▸ Stated task: Report every line below that contains the word "kitchen", treating case as significant.

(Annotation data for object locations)
--- Begin ---

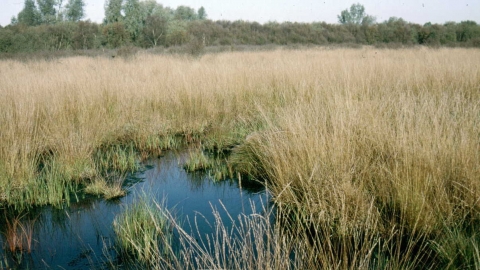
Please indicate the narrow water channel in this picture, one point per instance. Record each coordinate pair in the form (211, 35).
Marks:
(82, 237)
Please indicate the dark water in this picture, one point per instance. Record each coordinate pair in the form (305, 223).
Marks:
(81, 236)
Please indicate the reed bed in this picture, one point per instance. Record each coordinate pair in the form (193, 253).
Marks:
(373, 154)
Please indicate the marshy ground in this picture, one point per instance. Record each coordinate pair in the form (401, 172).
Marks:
(372, 156)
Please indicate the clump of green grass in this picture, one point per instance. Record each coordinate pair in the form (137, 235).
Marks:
(143, 231)
(100, 187)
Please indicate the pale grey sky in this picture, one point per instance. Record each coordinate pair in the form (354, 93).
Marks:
(435, 11)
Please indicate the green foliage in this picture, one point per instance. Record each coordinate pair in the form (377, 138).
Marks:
(47, 11)
(177, 33)
(86, 36)
(184, 13)
(29, 14)
(202, 14)
(75, 10)
(115, 35)
(133, 19)
(113, 11)
(155, 30)
(142, 231)
(149, 24)
(356, 15)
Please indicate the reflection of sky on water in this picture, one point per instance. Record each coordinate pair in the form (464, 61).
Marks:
(81, 237)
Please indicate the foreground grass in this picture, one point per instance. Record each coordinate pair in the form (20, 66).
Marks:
(373, 155)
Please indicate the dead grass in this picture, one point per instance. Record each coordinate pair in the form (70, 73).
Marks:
(362, 143)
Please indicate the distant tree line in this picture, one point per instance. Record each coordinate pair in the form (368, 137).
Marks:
(47, 25)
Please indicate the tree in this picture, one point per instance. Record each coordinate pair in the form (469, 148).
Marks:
(176, 33)
(356, 15)
(113, 11)
(47, 11)
(155, 30)
(133, 19)
(74, 10)
(184, 13)
(29, 14)
(202, 14)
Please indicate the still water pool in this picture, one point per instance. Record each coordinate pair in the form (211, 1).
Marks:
(81, 236)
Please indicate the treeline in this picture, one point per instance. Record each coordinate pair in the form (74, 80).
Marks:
(149, 24)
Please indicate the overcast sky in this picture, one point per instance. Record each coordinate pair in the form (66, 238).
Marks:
(435, 11)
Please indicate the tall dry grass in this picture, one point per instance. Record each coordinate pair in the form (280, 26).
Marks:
(357, 145)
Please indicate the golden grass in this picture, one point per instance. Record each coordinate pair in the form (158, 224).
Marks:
(358, 140)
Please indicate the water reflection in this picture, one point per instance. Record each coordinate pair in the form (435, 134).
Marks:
(81, 236)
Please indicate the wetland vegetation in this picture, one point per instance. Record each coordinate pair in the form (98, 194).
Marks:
(371, 156)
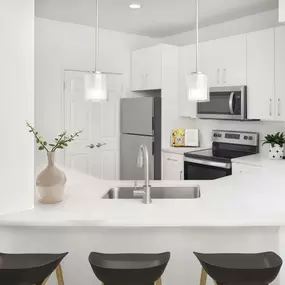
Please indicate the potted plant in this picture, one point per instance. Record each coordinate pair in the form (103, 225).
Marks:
(276, 141)
(51, 181)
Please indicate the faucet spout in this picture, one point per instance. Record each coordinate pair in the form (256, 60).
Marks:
(143, 161)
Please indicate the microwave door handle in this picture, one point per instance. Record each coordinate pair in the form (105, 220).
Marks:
(231, 103)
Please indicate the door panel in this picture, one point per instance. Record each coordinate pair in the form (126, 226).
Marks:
(100, 124)
(260, 75)
(136, 116)
(129, 153)
(153, 68)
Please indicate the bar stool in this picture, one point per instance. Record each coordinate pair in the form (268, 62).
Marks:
(240, 269)
(30, 269)
(129, 269)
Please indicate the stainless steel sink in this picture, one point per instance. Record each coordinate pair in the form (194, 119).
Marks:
(155, 192)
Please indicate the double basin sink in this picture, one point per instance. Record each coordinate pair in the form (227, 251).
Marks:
(155, 192)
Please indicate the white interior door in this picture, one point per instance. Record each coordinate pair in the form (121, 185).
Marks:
(96, 151)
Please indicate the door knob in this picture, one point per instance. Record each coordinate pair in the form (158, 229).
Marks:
(100, 144)
(91, 145)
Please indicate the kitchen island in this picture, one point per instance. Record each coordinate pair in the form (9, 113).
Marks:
(242, 213)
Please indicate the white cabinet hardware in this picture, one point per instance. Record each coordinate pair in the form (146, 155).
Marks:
(218, 76)
(225, 76)
(171, 159)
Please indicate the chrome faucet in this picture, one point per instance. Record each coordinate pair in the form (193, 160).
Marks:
(143, 161)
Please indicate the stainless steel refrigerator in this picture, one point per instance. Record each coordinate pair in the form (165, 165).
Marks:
(140, 124)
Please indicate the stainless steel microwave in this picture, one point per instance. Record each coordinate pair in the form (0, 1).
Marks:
(226, 103)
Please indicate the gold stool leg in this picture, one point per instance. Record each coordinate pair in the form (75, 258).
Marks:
(45, 281)
(203, 279)
(158, 282)
(59, 275)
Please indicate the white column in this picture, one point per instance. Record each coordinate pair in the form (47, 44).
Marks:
(16, 105)
(281, 10)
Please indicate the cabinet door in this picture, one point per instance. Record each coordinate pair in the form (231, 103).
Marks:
(187, 64)
(260, 75)
(138, 69)
(233, 60)
(153, 67)
(224, 61)
(279, 73)
(173, 165)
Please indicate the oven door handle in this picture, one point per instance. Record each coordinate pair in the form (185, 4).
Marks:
(208, 162)
(231, 103)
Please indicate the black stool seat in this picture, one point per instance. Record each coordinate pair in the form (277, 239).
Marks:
(128, 269)
(27, 269)
(238, 268)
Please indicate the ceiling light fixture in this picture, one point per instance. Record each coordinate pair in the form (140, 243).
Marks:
(95, 82)
(197, 82)
(135, 6)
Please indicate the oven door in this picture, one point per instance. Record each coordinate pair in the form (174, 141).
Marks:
(225, 103)
(198, 169)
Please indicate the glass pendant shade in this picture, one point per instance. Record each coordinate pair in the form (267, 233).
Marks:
(95, 85)
(197, 85)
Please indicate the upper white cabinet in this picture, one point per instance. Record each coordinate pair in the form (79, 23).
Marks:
(260, 75)
(224, 61)
(187, 64)
(147, 68)
(280, 73)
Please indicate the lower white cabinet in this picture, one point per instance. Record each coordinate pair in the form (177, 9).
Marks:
(173, 165)
(238, 168)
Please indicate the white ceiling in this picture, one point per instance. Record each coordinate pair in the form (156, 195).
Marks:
(157, 18)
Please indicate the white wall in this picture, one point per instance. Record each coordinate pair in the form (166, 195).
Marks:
(62, 46)
(17, 104)
(281, 10)
(243, 25)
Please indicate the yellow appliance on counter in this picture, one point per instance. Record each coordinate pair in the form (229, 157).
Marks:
(185, 137)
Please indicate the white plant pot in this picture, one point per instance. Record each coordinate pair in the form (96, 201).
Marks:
(276, 152)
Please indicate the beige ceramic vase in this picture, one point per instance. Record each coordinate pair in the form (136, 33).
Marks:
(51, 183)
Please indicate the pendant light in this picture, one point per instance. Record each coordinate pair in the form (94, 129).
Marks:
(197, 82)
(95, 83)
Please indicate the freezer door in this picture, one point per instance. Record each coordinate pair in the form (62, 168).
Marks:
(137, 116)
(129, 153)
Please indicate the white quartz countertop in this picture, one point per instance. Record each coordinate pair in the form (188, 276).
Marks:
(182, 150)
(235, 201)
(259, 160)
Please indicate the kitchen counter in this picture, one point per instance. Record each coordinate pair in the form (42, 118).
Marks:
(233, 201)
(259, 160)
(182, 150)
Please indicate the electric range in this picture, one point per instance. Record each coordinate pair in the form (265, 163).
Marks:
(216, 162)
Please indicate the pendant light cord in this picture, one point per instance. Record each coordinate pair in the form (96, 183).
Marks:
(97, 36)
(197, 34)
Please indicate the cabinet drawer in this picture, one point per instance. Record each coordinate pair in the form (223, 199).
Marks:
(173, 165)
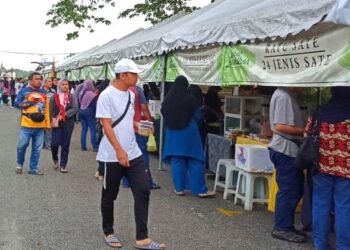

--- End ---

▸ The output:
Please indicate the kitchen island in this picture, one point per instance. Record each coordinate pair in the form (9, 113).
Please indicate the kitchen counter in this picture, one point per instance. Record each coordinate pair in the form (42, 118).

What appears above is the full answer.